# Given data:
====

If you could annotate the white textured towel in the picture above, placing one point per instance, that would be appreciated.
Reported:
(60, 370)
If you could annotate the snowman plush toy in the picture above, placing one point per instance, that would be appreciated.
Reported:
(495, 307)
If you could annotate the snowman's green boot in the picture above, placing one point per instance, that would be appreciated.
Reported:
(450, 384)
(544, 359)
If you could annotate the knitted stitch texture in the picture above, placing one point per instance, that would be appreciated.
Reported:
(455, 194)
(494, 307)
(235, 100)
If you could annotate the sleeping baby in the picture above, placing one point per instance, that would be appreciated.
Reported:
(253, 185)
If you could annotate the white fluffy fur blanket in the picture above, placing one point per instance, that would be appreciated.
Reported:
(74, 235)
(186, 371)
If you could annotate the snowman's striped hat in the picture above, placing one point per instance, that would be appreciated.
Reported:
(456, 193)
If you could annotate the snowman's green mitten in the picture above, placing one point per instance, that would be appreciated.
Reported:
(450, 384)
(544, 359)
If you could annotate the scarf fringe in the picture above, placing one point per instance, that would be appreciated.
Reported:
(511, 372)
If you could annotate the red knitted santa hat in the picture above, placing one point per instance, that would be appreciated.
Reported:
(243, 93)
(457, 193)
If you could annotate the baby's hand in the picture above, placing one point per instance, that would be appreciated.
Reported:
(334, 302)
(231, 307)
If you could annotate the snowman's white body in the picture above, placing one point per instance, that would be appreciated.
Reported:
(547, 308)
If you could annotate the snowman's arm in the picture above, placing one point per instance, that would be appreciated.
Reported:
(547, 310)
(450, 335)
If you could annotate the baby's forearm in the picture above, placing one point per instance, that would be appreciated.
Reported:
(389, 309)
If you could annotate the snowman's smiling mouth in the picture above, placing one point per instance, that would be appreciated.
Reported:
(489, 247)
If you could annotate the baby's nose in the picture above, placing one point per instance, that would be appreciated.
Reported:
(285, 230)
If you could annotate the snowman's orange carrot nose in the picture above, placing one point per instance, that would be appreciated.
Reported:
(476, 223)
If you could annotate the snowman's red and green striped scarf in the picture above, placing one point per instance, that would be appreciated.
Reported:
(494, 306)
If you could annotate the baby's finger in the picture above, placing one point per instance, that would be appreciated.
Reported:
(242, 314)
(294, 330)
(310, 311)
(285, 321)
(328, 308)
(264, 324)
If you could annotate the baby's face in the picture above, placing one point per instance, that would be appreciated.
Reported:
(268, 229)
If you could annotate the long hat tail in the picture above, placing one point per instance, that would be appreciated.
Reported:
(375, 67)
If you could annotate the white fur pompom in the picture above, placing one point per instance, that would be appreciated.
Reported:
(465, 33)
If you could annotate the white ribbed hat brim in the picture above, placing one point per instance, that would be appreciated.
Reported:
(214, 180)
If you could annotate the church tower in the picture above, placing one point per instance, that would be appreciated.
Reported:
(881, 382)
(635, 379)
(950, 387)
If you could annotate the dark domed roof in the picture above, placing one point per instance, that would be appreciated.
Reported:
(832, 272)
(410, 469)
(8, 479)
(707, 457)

====

Write out the material above exactly, leaving out no line.

If you could annotate the white textured towel in the picture above, placing one point per instance, that would be appreciated.
Reported:
(60, 370)
If you could annotate the snowman plush toy in the picture above, placing one point per instance, that would be appreciated.
Reported:
(495, 307)
If you could annotate the snowman's green boot in the picture above, placing one point per instance, that would be appreciated.
Reported:
(450, 384)
(544, 359)
If you could annotate the knitted stitch texture in the picture above, placing one point per instance, that would be appreciated.
Reported:
(455, 194)
(494, 307)
(235, 100)
If you could annotate the sleeping baby in the picture above, placing one point per instance, that would be appreciated.
Reported:
(253, 185)
If you could annotate the white fluffy fur blanket in the picture above, placing one point per instance, that would be appreciated.
Reported:
(74, 235)
(186, 371)
If you could annotate the snowman's striped hat in the picture above, placing one point per instance, that would be appreciated.
Reported:
(456, 193)
If you could annotate the snowman's green mitten in the picture above, placing one point per instance, that would be appreciated.
Reported:
(450, 384)
(544, 359)
If you could annotate the scarf fringe in the picture above, placing one point per instance, that would be appreciated.
Reported:
(511, 372)
If you could annotate the red knitted santa hat in the picture above, placing one point per instance, that would be appreciated.
Reported:
(243, 93)
(457, 193)
If you could annotate the baby's hand in the picture above, placing one point per instance, that would be appreciated.
Reported:
(334, 302)
(231, 307)
If you could annotate the snowman's white body in the picture above, placing one point per instance, that would be appreciated.
Reported:
(547, 308)
If you could annotate the snowman's arm in the picture above, placing one point per instance, that would be appreciated.
Reported:
(547, 310)
(450, 335)
If you could annotate the baby's forearm in the picture above, placing one point per instance, that would be appreciated.
Reported:
(389, 309)
If you could annotate the snowman's smiling mouth in the picture above, placing one point per instance, that would be appreciated.
Reported:
(489, 247)
If you could annotate the baby's nose in the picture above, placing one point per instance, that would be appreciated.
Reported:
(285, 230)
If you could annotate the snowman's orange carrot nose in the picture above, placing one point per instance, that would be appreciated.
Reported:
(476, 223)
If you could annotate the snowman's red and green striped scarf in the picture above, placing one point per instance, that would be appreciated.
Reported:
(494, 306)
If you could annotate the baby's finger in the picture above, placing one point per instance, that would be appreciated.
Reported:
(242, 314)
(294, 330)
(310, 311)
(285, 321)
(328, 308)
(264, 324)
If you could annotate the baby's face in the picture above, placing one point per instance, that would be appreciated.
Reported:
(268, 229)
If you could annotate the long hat tail in the picture above, placing one point per instance, that would be appreciated.
Reported:
(375, 67)
If you could annotate the white fur pompom in the picture above, placing one point per instance, that would be appreciated.
Reported:
(465, 33)
If you could annotate the white ribbed hat brim in the picture above, placing one point per instance, that would be appreciated.
Reported:
(214, 180)
If you could annotate the church tower in the picture above, placing one point per instance, that would be appreciated.
Reported:
(881, 382)
(635, 379)
(950, 387)
If you could annotate the dark domed roof in the picture above, placing one point per instance, that would be appreciated.
Reported:
(832, 272)
(410, 469)
(8, 479)
(707, 457)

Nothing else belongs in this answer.